* Données d'entrée:
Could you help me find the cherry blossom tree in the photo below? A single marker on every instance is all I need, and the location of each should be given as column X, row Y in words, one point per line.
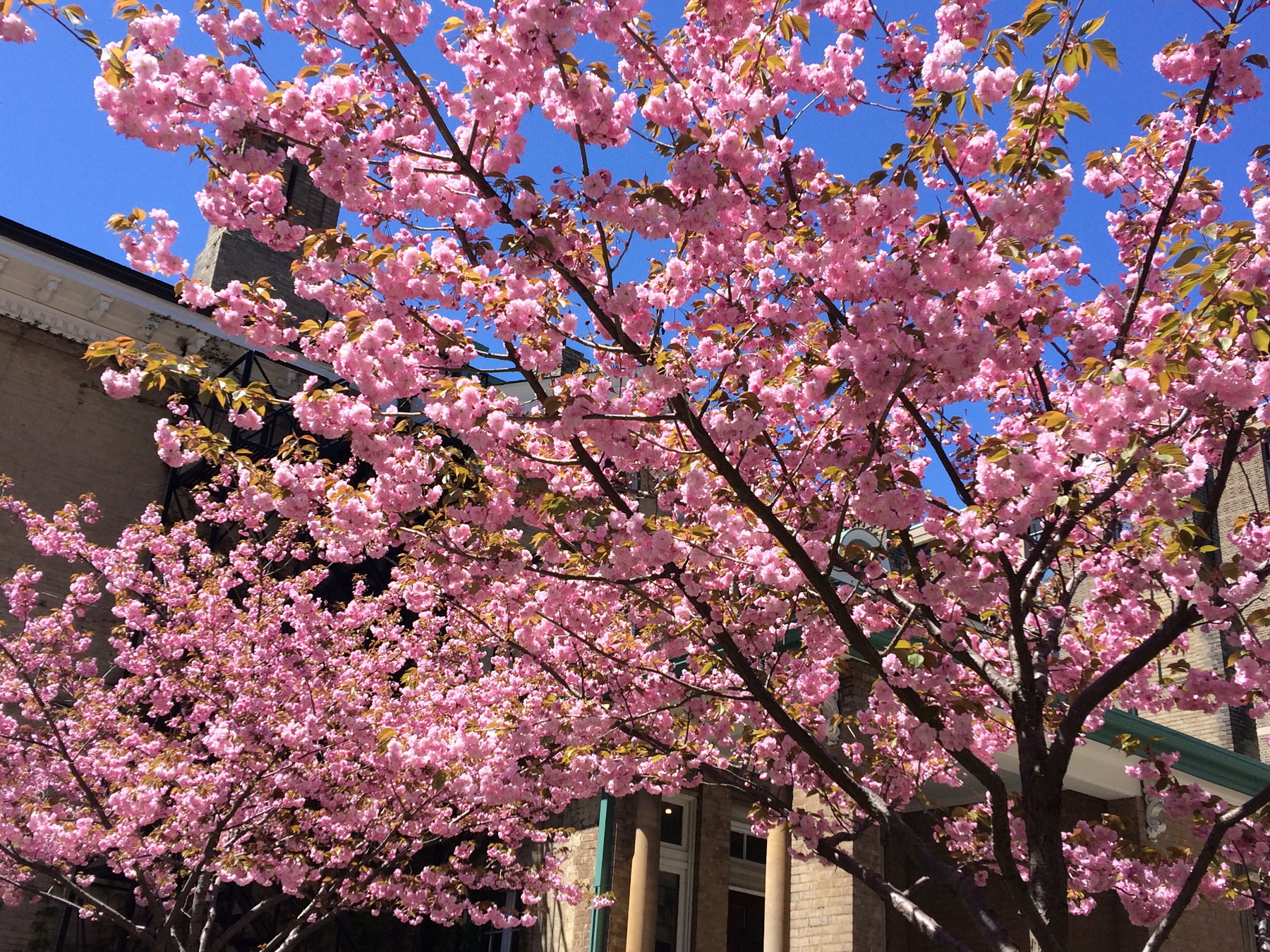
column 249, row 757
column 660, row 559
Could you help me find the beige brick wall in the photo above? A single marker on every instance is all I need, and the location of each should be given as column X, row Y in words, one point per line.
column 710, row 877
column 563, row 927
column 61, row 436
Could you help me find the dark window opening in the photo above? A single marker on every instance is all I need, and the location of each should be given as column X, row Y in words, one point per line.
column 672, row 824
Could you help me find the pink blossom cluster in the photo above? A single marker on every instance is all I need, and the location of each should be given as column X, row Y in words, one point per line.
column 859, row 487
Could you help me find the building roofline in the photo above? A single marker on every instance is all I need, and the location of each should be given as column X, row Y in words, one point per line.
column 1208, row 762
column 83, row 258
column 141, row 290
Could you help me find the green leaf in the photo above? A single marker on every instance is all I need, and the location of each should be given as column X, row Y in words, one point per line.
column 1105, row 51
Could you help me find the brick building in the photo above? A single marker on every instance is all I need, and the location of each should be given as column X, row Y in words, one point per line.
column 686, row 872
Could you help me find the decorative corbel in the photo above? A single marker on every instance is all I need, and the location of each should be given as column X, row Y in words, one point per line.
column 49, row 285
column 98, row 309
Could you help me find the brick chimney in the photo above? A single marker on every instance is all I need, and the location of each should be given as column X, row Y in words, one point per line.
column 235, row 255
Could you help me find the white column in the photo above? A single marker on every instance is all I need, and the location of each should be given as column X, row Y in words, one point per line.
column 776, row 891
column 641, row 910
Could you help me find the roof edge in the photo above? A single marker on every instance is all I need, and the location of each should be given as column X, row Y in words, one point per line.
column 1208, row 762
column 89, row 260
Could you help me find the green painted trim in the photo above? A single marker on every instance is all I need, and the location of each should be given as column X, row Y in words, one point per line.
column 603, row 871
column 1195, row 757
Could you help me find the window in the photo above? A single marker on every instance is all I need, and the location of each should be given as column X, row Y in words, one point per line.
column 672, row 823
column 675, row 876
column 747, row 869
column 749, row 847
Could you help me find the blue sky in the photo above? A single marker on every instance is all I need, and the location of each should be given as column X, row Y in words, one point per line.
column 65, row 171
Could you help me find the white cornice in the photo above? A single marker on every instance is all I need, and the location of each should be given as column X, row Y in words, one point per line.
column 52, row 320
column 119, row 291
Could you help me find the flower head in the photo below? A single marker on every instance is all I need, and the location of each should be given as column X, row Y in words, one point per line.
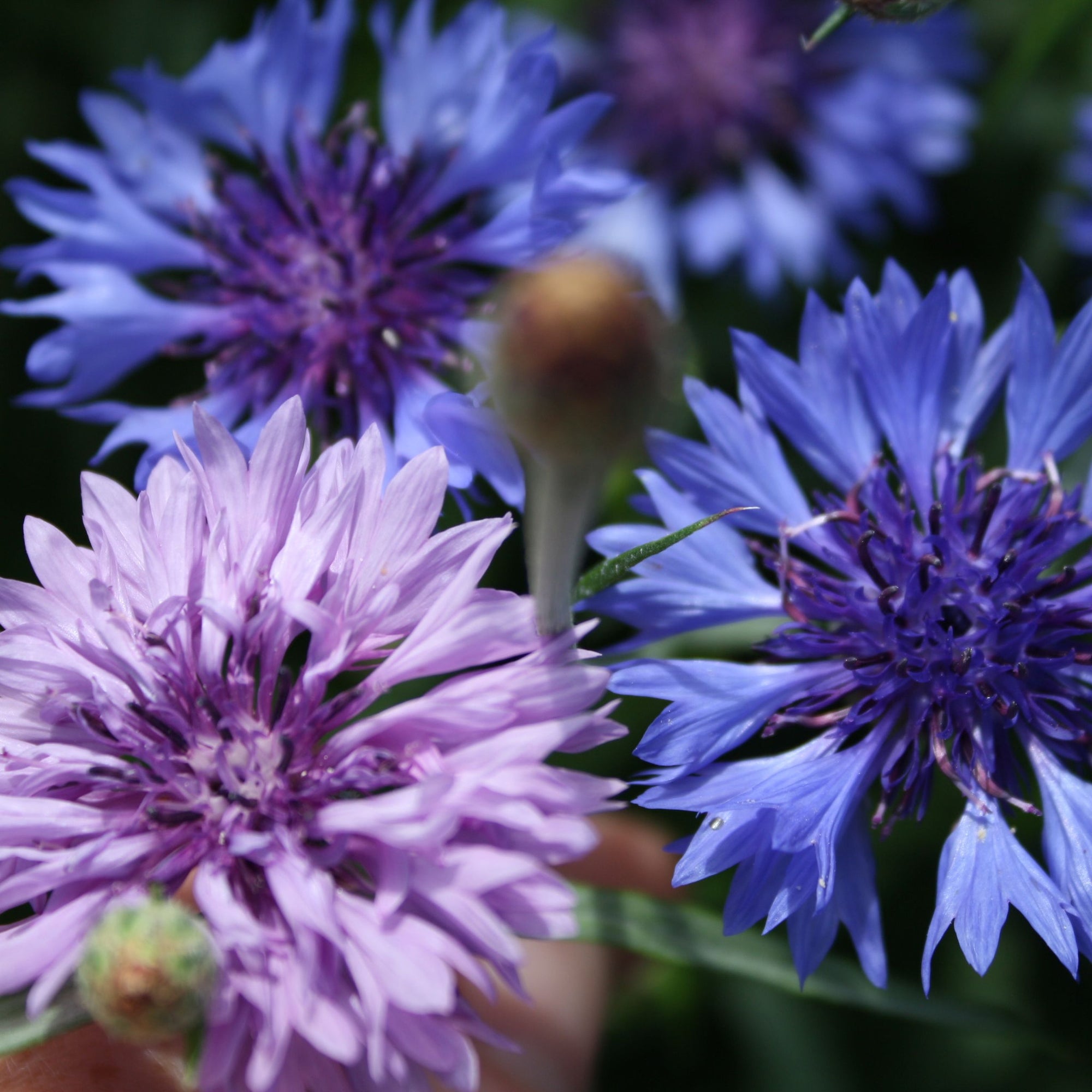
column 224, row 219
column 764, row 155
column 233, row 683
column 939, row 634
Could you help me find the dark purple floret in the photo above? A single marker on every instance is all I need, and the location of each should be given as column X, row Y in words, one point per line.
column 948, row 623
column 336, row 275
column 941, row 621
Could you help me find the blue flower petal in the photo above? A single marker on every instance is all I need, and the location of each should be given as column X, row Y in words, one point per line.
column 979, row 372
column 639, row 231
column 114, row 326
column 288, row 67
column 716, row 706
column 1050, row 396
column 709, row 579
column 818, row 406
column 1067, row 834
column 162, row 168
column 983, row 870
column 905, row 375
column 104, row 225
column 751, row 468
column 474, row 434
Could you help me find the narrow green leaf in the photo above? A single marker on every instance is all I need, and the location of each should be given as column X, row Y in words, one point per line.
column 612, row 569
column 838, row 18
column 18, row 1034
column 694, row 936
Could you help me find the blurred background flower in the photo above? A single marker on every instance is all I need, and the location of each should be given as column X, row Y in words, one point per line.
column 763, row 155
column 225, row 220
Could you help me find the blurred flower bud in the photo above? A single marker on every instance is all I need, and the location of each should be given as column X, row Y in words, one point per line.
column 149, row 971
column 576, row 374
column 578, row 360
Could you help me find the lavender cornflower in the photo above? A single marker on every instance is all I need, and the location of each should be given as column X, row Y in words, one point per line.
column 232, row 683
column 763, row 155
column 224, row 220
column 940, row 620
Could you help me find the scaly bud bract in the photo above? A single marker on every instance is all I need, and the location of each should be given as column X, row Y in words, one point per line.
column 578, row 360
column 576, row 374
column 148, row 971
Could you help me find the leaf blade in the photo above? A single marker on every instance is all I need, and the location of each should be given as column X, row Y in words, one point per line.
column 611, row 571
column 693, row 936
column 19, row 1034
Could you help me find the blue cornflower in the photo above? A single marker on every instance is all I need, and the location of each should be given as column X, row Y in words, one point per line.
column 940, row 620
column 224, row 219
column 1077, row 222
column 763, row 155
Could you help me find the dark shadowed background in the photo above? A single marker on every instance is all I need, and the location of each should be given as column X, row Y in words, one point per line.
column 671, row 1028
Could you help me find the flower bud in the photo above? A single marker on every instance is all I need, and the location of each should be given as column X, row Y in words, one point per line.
column 149, row 971
column 578, row 360
column 576, row 373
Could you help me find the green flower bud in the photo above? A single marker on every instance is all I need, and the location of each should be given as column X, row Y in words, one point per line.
column 148, row 972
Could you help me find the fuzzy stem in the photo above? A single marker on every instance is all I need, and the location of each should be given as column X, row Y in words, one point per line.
column 561, row 506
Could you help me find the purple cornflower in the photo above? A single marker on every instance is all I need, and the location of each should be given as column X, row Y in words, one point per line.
column 940, row 620
column 217, row 687
column 1077, row 224
column 224, row 220
column 761, row 153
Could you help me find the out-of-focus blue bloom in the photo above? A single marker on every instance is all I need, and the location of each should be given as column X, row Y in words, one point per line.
column 1077, row 223
column 222, row 218
column 939, row 620
column 763, row 155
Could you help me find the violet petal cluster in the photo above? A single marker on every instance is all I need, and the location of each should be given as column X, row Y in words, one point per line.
column 224, row 219
column 238, row 683
column 940, row 620
column 765, row 157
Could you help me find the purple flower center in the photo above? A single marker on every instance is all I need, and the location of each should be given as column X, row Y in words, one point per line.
column 337, row 276
column 702, row 84
column 949, row 626
column 244, row 758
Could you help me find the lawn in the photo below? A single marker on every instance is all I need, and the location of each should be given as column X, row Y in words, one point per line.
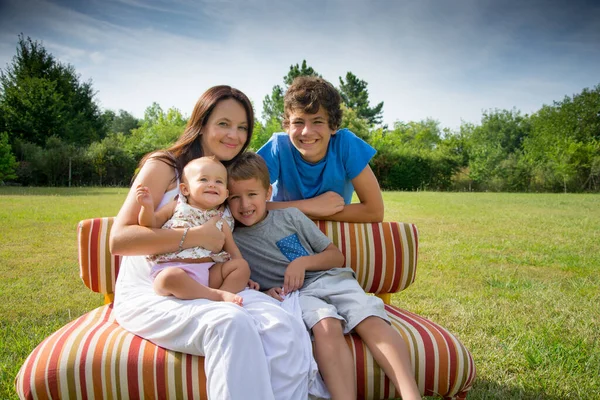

* Consignes de l'exercice: Restituer l'ensemble des lignes ci-dessus sous forme de liste numérotée, en omettant les lignes vides. Exclure les images de la réponse.

* Solution de l'exercice:
1. Could you help me find the cherry blossom tree in the photo below? A single marker on every instance is all I need, and the location of each should be given as column X, row Y in words, one point per line.
2. column 249, row 757
3. column 660, row 559
4. Could you help me find the beige brick wall in the photo above? A single marker on every instance is all I need, and the location of each should be given as column X, row Y in words, one point per line.
5. column 710, row 877
6. column 563, row 927
7. column 61, row 436
8. Could you help me find the dark window opening in the photo above? A single marker on every instance is all I need, and the location of each should be given as column X, row Y in words, one point per line.
9. column 672, row 824
10. Could you help me find the pink blossom cluster in the photo above? A single marker on every instance is all I need, and the location of each should be given as column X, row Y in words, one point per line.
11. column 859, row 487
12. Could you help me find the building roofline in the photo above? A single marker on every instance is all I need, and the location of each should be given as column X, row Y in words, one point per line.
13. column 1208, row 762
14. column 83, row 258
15. column 141, row 290
16. Could you help me find the green leaf in the photo above? A single marker on every instance is all I need, and the location of each should be given as column X, row Y in words, one point per line.
17. column 1105, row 51
18. Could you help me find the brick building in the photo above? A single marker on every instance is all I need, and the location of each should be given as column X, row Y in words, one point per line.
19. column 686, row 872
20. Could you help me find the decorative corbel in the photo above? A single marker on every instance is all I need, and the location of each should be given as column X, row Y in words, one point per line.
21. column 49, row 285
22. column 98, row 309
23. Could you help me find the brick chimney in the photo above? A single marker on every instance is all I need, and the location of each should be given as column X, row Y in words, one point per line.
24. column 235, row 255
25. Could you help me find the white column in the photo above? A single marker on every instance is all I need, and the location of each should be given as column X, row Y in words, one point per line.
26. column 776, row 891
27. column 641, row 910
28. Could you help me find the roof edge in the photo above? A single marker on every instance is all I need, and the location of each should be given as column X, row Y in words, one point per line.
29. column 1208, row 762
30. column 89, row 260
31. Could you help me find the green painted trim in the photo above? A single marker on every instance is all I need, and the location of each should be given as column X, row Y in words, one point per line.
32. column 603, row 871
33. column 1195, row 757
34. Could you help me find the window in the photo above? A single marker on every instance is all I need, and the location of each should be given as column X, row Y in words, one point per line.
35. column 672, row 823
36. column 675, row 876
37. column 747, row 869
38. column 749, row 847
39. Could you help me find the blue sky in the photo above? A single marker on every instance is all I need, and the location of each should be given as column X, row Y in words, one point per line.
40. column 65, row 171
41. Could you help me find the white cornice in the photo above? A single marker on every instance is all I need, and the location of each should be given as column X, row Y in words, one point per line.
42. column 52, row 320
43. column 119, row 291
44. Could you help me find the flower head in the photo below? A single marker on every instance is all I need, and the location of each should be given as column X, row Y in words, one point per line.
45. column 224, row 219
46. column 764, row 155
47. column 233, row 683
48. column 939, row 634
49. Could you help me find the dark purple floret in the photo above? A single marker on every instance is all I need, and the location of each should be given as column X, row Y in words, one point per line.
50. column 948, row 623
51. column 336, row 275
52. column 941, row 621
53. Could you help me find the blue flower petal in the photo above? A single marker on every instance is all I need, and the location of each should be given as column X, row Y in words, one point per line.
54. column 979, row 372
55. column 639, row 231
56. column 114, row 326
57. column 288, row 67
58. column 716, row 706
59. column 1050, row 396
60. column 709, row 579
61. column 818, row 406
62. column 1067, row 834
63. column 162, row 168
64. column 983, row 870
65. column 905, row 375
66. column 104, row 225
67. column 751, row 468
68. column 474, row 434
69. Could you help me find the narrow green leaf in the photo above? A single marker on every instance is all I need, and the location of each should be given as column X, row Y in words, one point per line.
70. column 612, row 569
71. column 838, row 18
72. column 18, row 1034
73. column 694, row 936
74. Could you help me find the blurred background flower in the photo above? A single marker on every instance is all I need, and the location of each should be given as column X, row Y in words, one point per line.
75. column 763, row 155
76. column 225, row 220
77. Could you help me find the blurred flower bud in the photo above? A single marker on every instance is all I need, and the location of each should be given as column X, row Y in words, one point per line.
78. column 149, row 971
79. column 576, row 374
80. column 578, row 360
81. Could you help me find the lavender cornflower in the photo above? A single marker on every instance is all I need, and the location of each should be given as column X, row Y in words, one point per line.
82. column 232, row 683
83. column 763, row 155
84. column 224, row 220
85. column 940, row 620
86. Could you help me find the scaly bud bract in the photo above? A single marker on every instance is all I need, and the location of each should be given as column X, row Y in words, one point per line.
87. column 578, row 360
88. column 576, row 374
89. column 148, row 971
90. Could you help me find the leaf blade in the photo above? A single marker on every instance is all I need, and the location of each should be given as column X, row Y in words, one point per line.
91. column 611, row 571
92. column 693, row 936
93. column 19, row 1034
94. Could you help me find the blue cornflower in the photo above? A single marker on every instance is all I need, and the location of each should be given as column X, row Y in words, one point per line.
95. column 940, row 620
96. column 224, row 219
97. column 1077, row 222
98. column 763, row 155
99. Could you help me find the dark shadowed background in the photo above? A single marker on every instance is all I need, and the location of each should be given as column X, row Y in words, one point per line.
100. column 671, row 1028
101. Could you help me find the flower bud in the photo above? A single marker on every instance is all I need, and the location of each should be given as column X, row Y in words, one point per line.
102. column 149, row 971
103. column 578, row 360
104. column 576, row 373
105. Could you help me find the green flower bud in the photo above? A single marker on every instance is all I need, and the location of each should be given as column X, row Y in words, one point per line.
106. column 148, row 972
107. Could you help me find the fuzzy stem in the photo above? A single marker on every instance is all I need, and the location of each should be given as column X, row Y in words, one point per line.
108. column 561, row 506
109. Could you help me find the purple cornflower in the photo above? A single marker on every instance is all I need, and the location of each should be given as column X, row Y in words, one point per line.
110. column 940, row 620
111. column 217, row 687
112. column 1077, row 224
113. column 224, row 220
114. column 761, row 153
115. Could you help me find the out-of-focus blue bloom in the photo above? A single marker on every instance is all I need, and the location of each should be given as column X, row Y in words, one point per line.
116. column 1077, row 223
117. column 222, row 218
118. column 939, row 620
119. column 763, row 155
120. Could you help me find the violet petal cluster in the photo above? A single marker on every instance is all I need, and the location of each should be given as column X, row Y in words, one point per line.
121. column 224, row 219
122. column 238, row 683
123. column 940, row 620
124. column 765, row 157
125. Could you help me find the purple flower center in the photo above? A single marker on every instance is all I need, and the location of each should be given as column X, row Y in words, one point per line.
126. column 337, row 276
127. column 702, row 84
128. column 949, row 626
129. column 244, row 758
130. Could you help me find the lawn in the photo below? A single marker on every instance is all I need, and the location of each should be given as column X, row Y in words, one point per line.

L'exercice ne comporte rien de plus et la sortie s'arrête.